Task directions:
Reproduce every line of the data below without changing a single character.

-- Start Input data --

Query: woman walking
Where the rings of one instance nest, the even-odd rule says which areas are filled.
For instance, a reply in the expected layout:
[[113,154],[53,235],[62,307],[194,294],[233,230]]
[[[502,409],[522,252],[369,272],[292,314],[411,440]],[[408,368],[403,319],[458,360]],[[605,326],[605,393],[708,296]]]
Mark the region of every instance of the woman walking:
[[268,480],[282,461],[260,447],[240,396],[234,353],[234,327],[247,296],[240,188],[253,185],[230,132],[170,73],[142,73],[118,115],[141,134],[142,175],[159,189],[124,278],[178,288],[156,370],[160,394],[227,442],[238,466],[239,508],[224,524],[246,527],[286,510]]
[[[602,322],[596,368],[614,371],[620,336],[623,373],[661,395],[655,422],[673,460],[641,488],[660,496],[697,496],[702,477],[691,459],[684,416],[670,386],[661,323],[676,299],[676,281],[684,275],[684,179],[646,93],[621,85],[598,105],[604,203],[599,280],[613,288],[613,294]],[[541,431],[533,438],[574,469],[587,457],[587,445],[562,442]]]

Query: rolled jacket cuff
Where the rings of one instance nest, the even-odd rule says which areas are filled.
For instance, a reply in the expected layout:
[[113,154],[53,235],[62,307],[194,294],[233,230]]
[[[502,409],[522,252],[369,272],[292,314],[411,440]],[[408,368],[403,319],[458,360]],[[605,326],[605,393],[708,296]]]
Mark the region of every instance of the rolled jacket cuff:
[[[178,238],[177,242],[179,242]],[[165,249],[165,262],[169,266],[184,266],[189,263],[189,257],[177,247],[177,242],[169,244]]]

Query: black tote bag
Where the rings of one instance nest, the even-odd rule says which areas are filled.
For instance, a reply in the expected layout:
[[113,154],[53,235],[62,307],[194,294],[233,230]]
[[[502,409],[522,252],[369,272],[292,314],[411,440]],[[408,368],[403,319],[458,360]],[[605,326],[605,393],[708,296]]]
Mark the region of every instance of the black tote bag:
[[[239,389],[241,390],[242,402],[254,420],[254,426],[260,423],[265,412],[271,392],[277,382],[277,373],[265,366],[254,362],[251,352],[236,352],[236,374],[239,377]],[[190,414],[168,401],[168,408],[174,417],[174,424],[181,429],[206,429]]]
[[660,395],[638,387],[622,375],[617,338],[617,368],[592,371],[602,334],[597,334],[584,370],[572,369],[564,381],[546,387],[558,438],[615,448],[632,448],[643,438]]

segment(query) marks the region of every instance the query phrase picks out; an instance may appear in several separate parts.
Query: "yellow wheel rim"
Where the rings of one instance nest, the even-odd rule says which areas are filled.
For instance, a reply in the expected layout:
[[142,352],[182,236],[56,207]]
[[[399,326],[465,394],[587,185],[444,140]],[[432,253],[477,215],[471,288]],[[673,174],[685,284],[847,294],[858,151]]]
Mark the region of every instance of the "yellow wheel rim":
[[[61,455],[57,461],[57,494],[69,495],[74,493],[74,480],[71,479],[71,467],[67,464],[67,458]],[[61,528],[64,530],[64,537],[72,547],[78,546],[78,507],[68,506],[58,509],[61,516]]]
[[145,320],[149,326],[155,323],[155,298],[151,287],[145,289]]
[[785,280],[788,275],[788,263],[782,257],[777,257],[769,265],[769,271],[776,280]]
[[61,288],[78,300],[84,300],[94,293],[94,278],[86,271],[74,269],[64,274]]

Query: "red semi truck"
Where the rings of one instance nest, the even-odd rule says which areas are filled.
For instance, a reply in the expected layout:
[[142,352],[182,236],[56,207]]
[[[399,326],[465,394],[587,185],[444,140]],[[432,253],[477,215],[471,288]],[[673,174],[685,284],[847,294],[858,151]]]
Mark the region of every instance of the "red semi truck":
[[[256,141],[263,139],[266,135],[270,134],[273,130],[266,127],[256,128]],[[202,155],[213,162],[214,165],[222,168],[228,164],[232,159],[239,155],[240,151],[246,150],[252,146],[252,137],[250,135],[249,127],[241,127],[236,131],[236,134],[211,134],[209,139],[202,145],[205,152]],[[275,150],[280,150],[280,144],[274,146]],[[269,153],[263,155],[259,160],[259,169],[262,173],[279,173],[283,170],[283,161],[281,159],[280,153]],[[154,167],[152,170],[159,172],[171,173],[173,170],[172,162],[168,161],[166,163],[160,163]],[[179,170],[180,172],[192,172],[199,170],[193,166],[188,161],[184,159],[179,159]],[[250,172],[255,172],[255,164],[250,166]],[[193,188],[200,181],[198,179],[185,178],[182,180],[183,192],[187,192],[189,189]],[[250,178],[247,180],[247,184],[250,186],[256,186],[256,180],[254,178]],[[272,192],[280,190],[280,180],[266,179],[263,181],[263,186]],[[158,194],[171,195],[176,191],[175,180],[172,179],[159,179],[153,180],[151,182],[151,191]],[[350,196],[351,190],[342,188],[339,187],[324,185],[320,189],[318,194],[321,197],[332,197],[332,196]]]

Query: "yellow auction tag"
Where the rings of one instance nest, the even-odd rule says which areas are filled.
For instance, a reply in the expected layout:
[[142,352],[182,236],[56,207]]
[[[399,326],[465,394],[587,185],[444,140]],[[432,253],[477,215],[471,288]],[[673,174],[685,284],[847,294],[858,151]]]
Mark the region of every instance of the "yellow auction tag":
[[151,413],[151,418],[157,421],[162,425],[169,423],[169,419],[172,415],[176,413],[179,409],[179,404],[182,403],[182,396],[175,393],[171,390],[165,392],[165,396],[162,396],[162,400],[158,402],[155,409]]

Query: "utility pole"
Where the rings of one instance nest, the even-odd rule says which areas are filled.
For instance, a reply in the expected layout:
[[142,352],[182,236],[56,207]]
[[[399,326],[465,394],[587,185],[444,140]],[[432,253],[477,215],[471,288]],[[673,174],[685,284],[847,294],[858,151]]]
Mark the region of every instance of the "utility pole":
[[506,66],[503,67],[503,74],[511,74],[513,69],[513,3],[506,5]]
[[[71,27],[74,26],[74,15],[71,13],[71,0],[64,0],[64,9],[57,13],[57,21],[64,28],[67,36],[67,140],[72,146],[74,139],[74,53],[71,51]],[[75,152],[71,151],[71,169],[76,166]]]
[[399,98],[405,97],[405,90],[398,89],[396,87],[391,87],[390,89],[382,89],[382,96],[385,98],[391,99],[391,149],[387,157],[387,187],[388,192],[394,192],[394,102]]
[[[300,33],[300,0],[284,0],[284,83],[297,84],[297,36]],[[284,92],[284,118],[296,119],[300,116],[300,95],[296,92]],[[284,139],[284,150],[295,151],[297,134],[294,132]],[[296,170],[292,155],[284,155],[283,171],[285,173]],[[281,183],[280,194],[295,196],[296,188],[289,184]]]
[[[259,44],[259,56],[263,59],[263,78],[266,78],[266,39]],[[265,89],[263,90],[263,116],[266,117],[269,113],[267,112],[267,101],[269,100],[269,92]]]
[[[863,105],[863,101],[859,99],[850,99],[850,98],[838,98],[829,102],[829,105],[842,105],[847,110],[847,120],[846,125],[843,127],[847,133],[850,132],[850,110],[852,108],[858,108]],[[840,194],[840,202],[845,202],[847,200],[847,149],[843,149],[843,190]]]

-- End Input data --

Exercise answer:
Query: woman walking
Where the rings of one instance nest, the even-odd rule says which areas are filled.
For instance, a reply in the expected layout:
[[113,154],[53,235],[62,307],[194,294],[233,230]]
[[[502,409],[522,252],[369,272],[292,314],[411,440]],[[408,368],[403,319],[458,360]],[[605,326],[605,393],[708,296]]]
Mark the region of every instance of the woman walking:
[[268,480],[282,461],[260,447],[240,396],[234,353],[234,327],[247,296],[240,188],[253,185],[230,132],[170,73],[142,73],[118,115],[141,134],[142,175],[159,189],[124,278],[178,288],[156,370],[160,394],[227,442],[238,466],[239,508],[224,524],[246,527],[286,510]]
[[[602,322],[596,368],[614,371],[620,336],[623,373],[661,395],[655,422],[673,460],[641,488],[660,496],[697,496],[702,477],[691,459],[684,416],[670,386],[661,323],[676,299],[676,281],[684,275],[684,179],[646,93],[621,85],[598,105],[604,203],[599,280],[613,288],[613,294]],[[541,431],[533,438],[574,469],[587,457],[587,445],[562,442]]]

Query: rolled jacket cuff
Where the rings of one instance nest, the even-odd rule says which areas are filled.
For instance, a reply in the expected layout:
[[113,154],[53,235],[62,307],[194,294],[233,230]]
[[[502,409],[522,252],[369,272],[292,314],[411,440]],[[408,368],[403,319],[458,360]],[[605,326],[605,393],[708,296]]]
Mark the region of every instance of the rolled jacket cuff:
[[[178,238],[177,242],[179,242]],[[165,249],[165,262],[169,266],[184,266],[189,263],[189,257],[177,247],[177,242],[169,244]]]

Query: black tote bag
Where the rings of one instance nest, the even-odd rule says which areas are filled.
For instance, a reply in the expected layout:
[[113,154],[53,235],[62,307],[194,294],[233,230]]
[[[502,409],[522,252],[369,272],[292,314],[411,440]],[[408,368],[403,319],[458,360]],[[605,326],[605,393],[708,296]]]
Mark the region of every instance of the black tote bag:
[[[239,389],[241,390],[242,402],[254,420],[254,426],[260,423],[265,412],[271,392],[277,382],[277,373],[265,366],[254,362],[251,352],[236,352],[236,374],[239,377]],[[190,414],[168,401],[168,408],[174,417],[174,424],[181,429],[206,429]]]
[[660,395],[638,387],[622,375],[617,338],[617,368],[592,371],[602,334],[597,334],[584,370],[572,369],[564,381],[546,387],[558,438],[615,448],[632,448],[643,438]]

segment(query) marks the region of every instance the query phrase picks out; an instance may appear in several separate parts.
Query: "yellow wheel rim"
Where the rings of one instance nest, the even-odd rule says which areas are filled.
For instance, a reply in the expected layout:
[[142,352],[182,236],[56,207]]
[[[399,326],[465,394],[587,185],[444,140]],[[432,253],[477,215],[471,288]],[[673,174],[685,284],[847,294],[858,151]]]
Mark the region of every instance of the "yellow wheel rim":
[[[61,455],[57,461],[57,494],[69,495],[74,493],[74,480],[71,479],[71,467],[67,464],[67,458]],[[61,528],[64,530],[64,537],[72,547],[78,546],[78,507],[68,506],[58,509],[61,516]]]
[[145,320],[149,326],[155,323],[155,298],[151,287],[145,289]]
[[785,280],[788,275],[788,263],[782,257],[777,257],[769,265],[769,271],[776,280]]
[[61,288],[78,300],[84,300],[94,293],[94,278],[86,271],[74,269],[64,274]]

Query: "red semi truck"
Where the rings of one instance nest, the even-odd rule says which areas are filled.
For instance, a reply in the expected layout:
[[142,352],[182,236],[56,207]]
[[[399,326],[465,394],[587,185],[444,140]],[[432,253],[477,215],[471,288]],[[673,174],[685,284],[847,294],[858,151]]]
Mark the region of every instance of the "red semi truck":
[[[256,141],[263,139],[266,135],[270,134],[273,130],[266,127],[256,128]],[[202,155],[213,162],[214,165],[222,168],[228,164],[232,159],[239,155],[240,151],[246,150],[252,146],[252,137],[250,135],[249,127],[241,127],[236,131],[236,134],[211,134],[209,139],[202,145],[205,152]],[[275,150],[280,150],[280,144],[274,146]],[[269,153],[263,155],[259,160],[259,169],[262,173],[279,173],[283,170],[283,161],[281,159],[280,153]],[[154,167],[152,170],[159,172],[171,173],[173,170],[172,162],[168,161],[166,163],[160,163]],[[179,170],[180,172],[192,172],[199,170],[193,166],[188,161],[184,159],[179,159]],[[250,172],[255,172],[255,164],[250,166]],[[193,188],[200,181],[198,179],[185,178],[182,180],[183,192],[187,192],[189,189]],[[250,178],[247,180],[247,184],[250,186],[256,186],[256,180],[254,178]],[[272,192],[280,190],[280,180],[266,179],[263,181],[263,186]],[[158,194],[171,195],[176,191],[175,180],[172,179],[159,179],[153,180],[151,182],[151,191]],[[350,196],[351,190],[342,188],[339,187],[324,185],[320,189],[318,194],[321,197],[332,197],[332,196]]]

Query: "yellow auction tag"
Where the rings of one instance nest, the even-odd rule says which areas are filled.
For instance, a reply in the expected layout:
[[142,352],[182,236],[56,207]]
[[[399,326],[465,394],[587,185],[444,140]],[[432,253],[477,215],[471,288]],[[673,174],[685,284],[847,294],[858,151]]]
Mark the region of every instance of the "yellow auction tag":
[[151,413],[151,418],[157,421],[162,425],[169,423],[169,419],[172,415],[176,413],[179,409],[179,404],[182,403],[182,396],[175,393],[171,390],[165,392],[165,396],[162,396],[162,400],[158,402],[155,409]]

Query: "utility pole"
Where the rings of one instance nest, the even-odd rule says which areas are filled.
For instance, a reply in the expected layout:
[[142,352],[182,236],[56,207]]
[[[399,326],[465,394],[587,185],[444,140]],[[432,253],[477,215],[471,288]],[[673,174],[685,284],[847,294],[858,151]]]
Mark the region of every instance of the "utility pole":
[[506,66],[503,67],[503,74],[511,74],[513,69],[513,3],[506,5]]
[[[71,27],[74,26],[74,15],[71,13],[71,0],[64,0],[64,9],[57,13],[57,21],[64,28],[67,36],[67,140],[72,146],[74,139],[74,53],[71,51]],[[75,152],[71,151],[71,169],[76,166]]]
[[399,98],[405,97],[405,90],[398,89],[396,87],[391,87],[390,89],[382,89],[382,96],[385,98],[391,99],[391,149],[387,157],[387,187],[388,192],[394,192],[394,102]]
[[[300,33],[300,0],[284,0],[284,83],[297,84],[297,36]],[[284,92],[284,118],[296,119],[300,116],[300,95],[296,92]],[[284,139],[284,150],[295,151],[297,134],[294,132]],[[296,170],[292,155],[284,155],[283,171],[285,173]],[[281,183],[280,194],[295,196],[296,188],[289,184]]]
[[[259,44],[259,56],[263,59],[263,78],[266,78],[266,39]],[[265,89],[263,90],[263,116],[266,117],[269,113],[267,112],[267,101],[269,100],[269,92]]]
[[[863,105],[863,101],[859,99],[850,99],[850,98],[838,98],[829,102],[829,105],[842,105],[847,110],[847,120],[846,125],[843,127],[847,133],[850,132],[850,110],[852,108],[858,108]],[[840,194],[840,202],[845,202],[847,200],[847,149],[843,149],[843,190]]]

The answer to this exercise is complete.